Convert each line of the data below into one string in a JSON list, leaving out any blank lines.

******************************

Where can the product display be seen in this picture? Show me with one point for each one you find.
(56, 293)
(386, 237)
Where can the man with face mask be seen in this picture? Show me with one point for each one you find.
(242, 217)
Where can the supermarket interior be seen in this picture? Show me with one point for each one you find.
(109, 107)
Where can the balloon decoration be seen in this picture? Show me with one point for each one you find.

******************************

__ANSWER__:
[
  "Where can the product display be seen in this picture? Show me with one point for each one you find.",
  "(56, 293)",
  "(386, 237)",
  "Where can the man with face mask be seen in this picture? Show me with one point for each one you find.",
  "(242, 217)",
  "Where can the supermarket interior be seen in this picture? Show me with one point for each one you find.",
  "(109, 107)",
  "Where can the balloon decoration be seen in this picture? Show me with one point for each one you find."
]